» **INPUT RECORDS**:
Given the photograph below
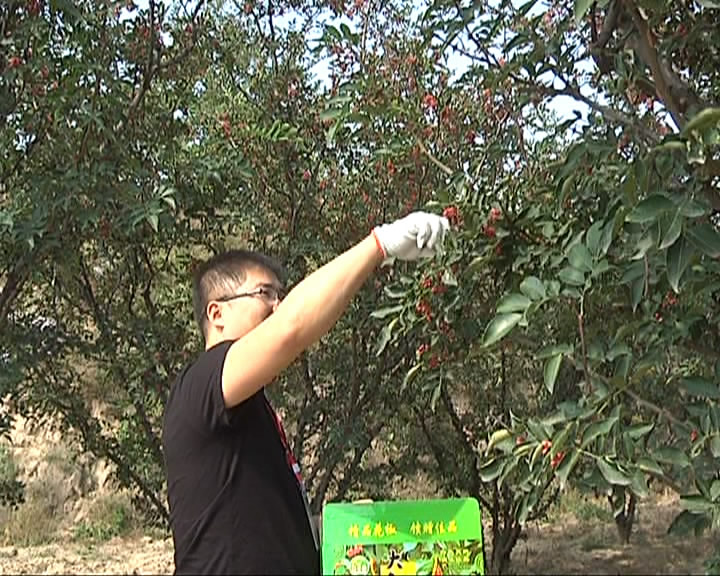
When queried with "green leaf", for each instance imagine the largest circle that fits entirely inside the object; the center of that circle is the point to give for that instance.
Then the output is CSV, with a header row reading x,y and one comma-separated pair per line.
x,y
499,327
670,455
673,232
697,386
567,465
612,474
491,470
581,7
580,258
385,336
598,429
552,367
572,276
607,236
593,238
706,238
649,209
385,312
410,376
153,221
678,259
703,119
639,431
513,303
715,446
649,465
638,484
715,490
533,288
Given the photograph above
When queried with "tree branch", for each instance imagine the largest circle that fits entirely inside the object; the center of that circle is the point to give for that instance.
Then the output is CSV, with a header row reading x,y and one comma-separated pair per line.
x,y
646,49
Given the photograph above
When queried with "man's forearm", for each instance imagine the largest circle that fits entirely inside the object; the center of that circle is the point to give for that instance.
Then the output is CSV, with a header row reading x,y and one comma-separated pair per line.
x,y
317,302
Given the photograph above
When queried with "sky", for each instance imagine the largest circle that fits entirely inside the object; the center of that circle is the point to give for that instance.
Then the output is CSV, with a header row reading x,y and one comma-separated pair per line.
x,y
564,106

» **EXERCISE BRIEF**: Pictures aside, the material must be written out word for word.

» **EXERCISE ANSWER**:
Given the photograph below
When queried with "green leaf", for each instance imagine the largest circle that fits entirely inside the object; the center of that circle is the point to give for that instance.
Then the output is CSV, with a header row reading x,y and one comma-separated pair per line.
x,y
499,327
670,455
673,232
697,386
567,465
612,474
491,470
581,7
580,258
385,336
598,429
552,367
572,276
607,236
593,238
706,238
649,209
385,312
410,376
153,221
678,259
703,119
639,431
513,303
715,446
649,465
638,484
715,490
533,288
Given the photograph above
When queried with "tree branch", for each instance imagine the largest circle that fits entirely inside the object; the center of that circle is the point to give for that instance.
Then the output is CSV, with a header row reading x,y and one comma-separated pair per line.
x,y
646,49
Given the photograph above
When queried with "man's forearm", for each instance imagine the largest circle that fits entirely inside the object; the center of that circle is the point to give for that instance.
Then the output is CSV, with a header row reading x,y and one comma-separated pair per line.
x,y
317,302
Given the photograph above
When queried with "sky", for each instance imagine the largest circle that fits entirely inside the object; the center of that circle is the point to give for that instance.
Then the output is CSV, with a header row reading x,y and one comma-separated pair per line.
x,y
564,106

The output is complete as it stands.